● Task item: Make an exact copy of the data below, leaving out every picture.

··· Excerpted records ···

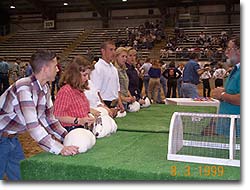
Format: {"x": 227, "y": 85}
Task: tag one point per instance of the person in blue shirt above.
{"x": 229, "y": 96}
{"x": 191, "y": 77}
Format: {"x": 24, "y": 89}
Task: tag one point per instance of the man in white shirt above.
{"x": 105, "y": 77}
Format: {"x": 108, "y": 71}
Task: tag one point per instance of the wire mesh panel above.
{"x": 205, "y": 138}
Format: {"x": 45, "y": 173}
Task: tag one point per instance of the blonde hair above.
{"x": 119, "y": 50}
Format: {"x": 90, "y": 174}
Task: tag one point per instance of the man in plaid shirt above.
{"x": 27, "y": 105}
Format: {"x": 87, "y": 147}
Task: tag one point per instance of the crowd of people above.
{"x": 114, "y": 83}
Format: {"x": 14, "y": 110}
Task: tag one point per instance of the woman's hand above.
{"x": 69, "y": 150}
{"x": 88, "y": 120}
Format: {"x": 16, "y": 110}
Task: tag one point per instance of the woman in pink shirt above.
{"x": 71, "y": 105}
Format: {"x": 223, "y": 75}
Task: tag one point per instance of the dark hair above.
{"x": 106, "y": 43}
{"x": 194, "y": 56}
{"x": 172, "y": 64}
{"x": 72, "y": 75}
{"x": 40, "y": 58}
{"x": 236, "y": 41}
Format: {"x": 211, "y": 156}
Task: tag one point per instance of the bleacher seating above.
{"x": 193, "y": 33}
{"x": 25, "y": 42}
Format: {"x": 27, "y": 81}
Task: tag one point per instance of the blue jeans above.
{"x": 146, "y": 83}
{"x": 164, "y": 87}
{"x": 11, "y": 153}
{"x": 189, "y": 90}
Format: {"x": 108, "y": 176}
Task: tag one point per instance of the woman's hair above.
{"x": 131, "y": 49}
{"x": 40, "y": 58}
{"x": 172, "y": 64}
{"x": 118, "y": 51}
{"x": 72, "y": 75}
{"x": 156, "y": 63}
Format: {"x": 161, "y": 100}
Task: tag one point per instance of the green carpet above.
{"x": 156, "y": 118}
{"x": 125, "y": 155}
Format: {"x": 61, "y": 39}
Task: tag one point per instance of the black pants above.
{"x": 4, "y": 82}
{"x": 206, "y": 87}
{"x": 172, "y": 85}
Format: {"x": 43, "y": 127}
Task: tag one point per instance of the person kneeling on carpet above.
{"x": 27, "y": 106}
{"x": 104, "y": 124}
{"x": 71, "y": 105}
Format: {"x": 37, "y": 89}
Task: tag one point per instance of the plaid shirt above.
{"x": 26, "y": 105}
{"x": 71, "y": 102}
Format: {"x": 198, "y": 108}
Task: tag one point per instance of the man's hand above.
{"x": 69, "y": 150}
{"x": 217, "y": 92}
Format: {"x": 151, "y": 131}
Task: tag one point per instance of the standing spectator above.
{"x": 179, "y": 80}
{"x": 191, "y": 76}
{"x": 229, "y": 96}
{"x": 4, "y": 75}
{"x": 105, "y": 76}
{"x": 28, "y": 70}
{"x": 55, "y": 83}
{"x": 140, "y": 74}
{"x": 172, "y": 74}
{"x": 121, "y": 58}
{"x": 133, "y": 77}
{"x": 154, "y": 81}
{"x": 219, "y": 75}
{"x": 27, "y": 105}
{"x": 145, "y": 67}
{"x": 205, "y": 77}
{"x": 16, "y": 71}
{"x": 71, "y": 105}
{"x": 163, "y": 84}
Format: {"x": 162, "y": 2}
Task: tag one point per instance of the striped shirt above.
{"x": 26, "y": 105}
{"x": 71, "y": 102}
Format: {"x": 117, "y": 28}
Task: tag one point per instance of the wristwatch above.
{"x": 76, "y": 121}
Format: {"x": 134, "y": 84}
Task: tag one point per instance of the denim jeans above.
{"x": 11, "y": 153}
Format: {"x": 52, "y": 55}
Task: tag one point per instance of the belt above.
{"x": 7, "y": 135}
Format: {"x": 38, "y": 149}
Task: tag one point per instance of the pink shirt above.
{"x": 71, "y": 102}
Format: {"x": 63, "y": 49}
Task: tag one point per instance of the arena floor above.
{"x": 136, "y": 152}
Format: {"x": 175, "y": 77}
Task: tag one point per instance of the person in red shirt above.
{"x": 71, "y": 105}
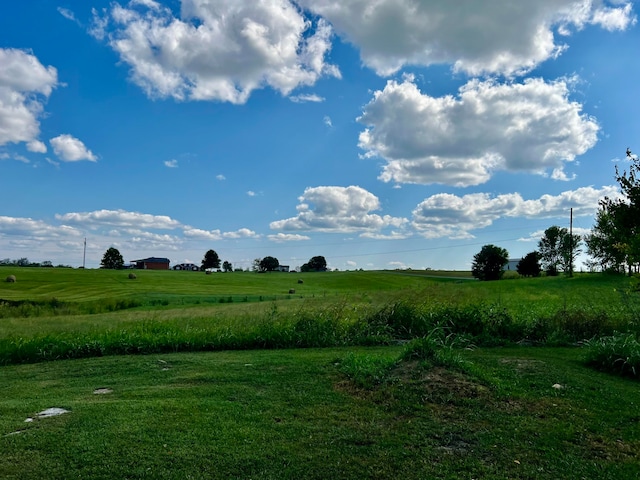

···

● Output of the exercise:
Format: {"x": 227, "y": 85}
Task: tag one point per instance of the person in blue shirt above.
{"x": 229, "y": 96}
{"x": 191, "y": 77}
Format: {"x": 24, "y": 89}
Task: tag one point per instance of the man in white shirt above.
{"x": 105, "y": 77}
Format: {"x": 108, "y": 71}
Task: tag one point per instance of the wire mesh panel above.
{"x": 205, "y": 138}
Format: {"x": 45, "y": 173}
Task: tag one point per instance of the blonde hair above.
{"x": 119, "y": 50}
Format: {"x": 90, "y": 174}
Task: tag one point per instance of the man in plaid shirt above.
{"x": 27, "y": 105}
Format: {"x": 87, "y": 147}
Task: tag one point per instance of the crowd of people above.
{"x": 114, "y": 83}
Format: {"x": 14, "y": 110}
Task: tag one point per instance of the woman's hand above.
{"x": 69, "y": 150}
{"x": 88, "y": 120}
Format: {"x": 16, "y": 110}
Task: tag one point per instance of the woman in pink shirt above.
{"x": 71, "y": 105}
Format: {"x": 223, "y": 75}
Task: tag one point per instance of the dark hair above.
{"x": 106, "y": 43}
{"x": 194, "y": 56}
{"x": 172, "y": 64}
{"x": 72, "y": 75}
{"x": 40, "y": 58}
{"x": 236, "y": 41}
Format: {"x": 211, "y": 156}
Task: tag one point per instance of the bleacher seating above.
{"x": 193, "y": 33}
{"x": 25, "y": 42}
Format: {"x": 27, "y": 81}
Task: tag one point per instance of the blue jeans above.
{"x": 146, "y": 83}
{"x": 164, "y": 87}
{"x": 11, "y": 153}
{"x": 189, "y": 90}
Format: {"x": 108, "y": 176}
Task: tag one point per instance of the woman's hair above.
{"x": 131, "y": 49}
{"x": 40, "y": 58}
{"x": 172, "y": 64}
{"x": 118, "y": 51}
{"x": 72, "y": 75}
{"x": 156, "y": 63}
Format: {"x": 161, "y": 100}
Task: tag one point per instance of the green carpet above.
{"x": 156, "y": 118}
{"x": 125, "y": 155}
Format: {"x": 61, "y": 39}
Task: tag one point per instance of the black pants above.
{"x": 4, "y": 82}
{"x": 206, "y": 87}
{"x": 172, "y": 85}
Format: {"x": 43, "y": 127}
Task: tag one point per instance of the person kneeling on carpet above.
{"x": 27, "y": 106}
{"x": 104, "y": 124}
{"x": 71, "y": 105}
Format: {"x": 37, "y": 89}
Task: tag one point per instance of the plaid shirt above.
{"x": 26, "y": 105}
{"x": 71, "y": 102}
Format: {"x": 198, "y": 108}
Task: tag one point per instance of the man's hand above.
{"x": 69, "y": 150}
{"x": 217, "y": 92}
Format: {"x": 151, "y": 131}
Task: tag one point per instance of the standing spectator above.
{"x": 179, "y": 80}
{"x": 191, "y": 76}
{"x": 229, "y": 96}
{"x": 4, "y": 75}
{"x": 105, "y": 76}
{"x": 28, "y": 70}
{"x": 55, "y": 83}
{"x": 140, "y": 74}
{"x": 172, "y": 74}
{"x": 121, "y": 58}
{"x": 133, "y": 77}
{"x": 154, "y": 81}
{"x": 219, "y": 75}
{"x": 27, "y": 105}
{"x": 145, "y": 67}
{"x": 205, "y": 77}
{"x": 16, "y": 71}
{"x": 71, "y": 105}
{"x": 163, "y": 84}
Format: {"x": 162, "y": 2}
Task: tag one point per instance of the striped shirt above.
{"x": 26, "y": 105}
{"x": 71, "y": 102}
Format: {"x": 117, "y": 28}
Task: tag one point per instance of the wristwatch above.
{"x": 76, "y": 121}
Format: {"x": 134, "y": 84}
Task: tag one point per instance of the denim jeans above.
{"x": 11, "y": 153}
Format: {"x": 52, "y": 55}
Task: tag one point per instance of the belt above.
{"x": 7, "y": 135}
Format: {"x": 38, "y": 149}
Task: tag one point per instance of the pink shirt above.
{"x": 71, "y": 102}
Format: {"x": 63, "y": 49}
Task: tag one point per instance of the arena floor above.
{"x": 136, "y": 152}
Format: {"x": 175, "y": 77}
Task: tag one point per instance of the person in red shirt above.
{"x": 71, "y": 105}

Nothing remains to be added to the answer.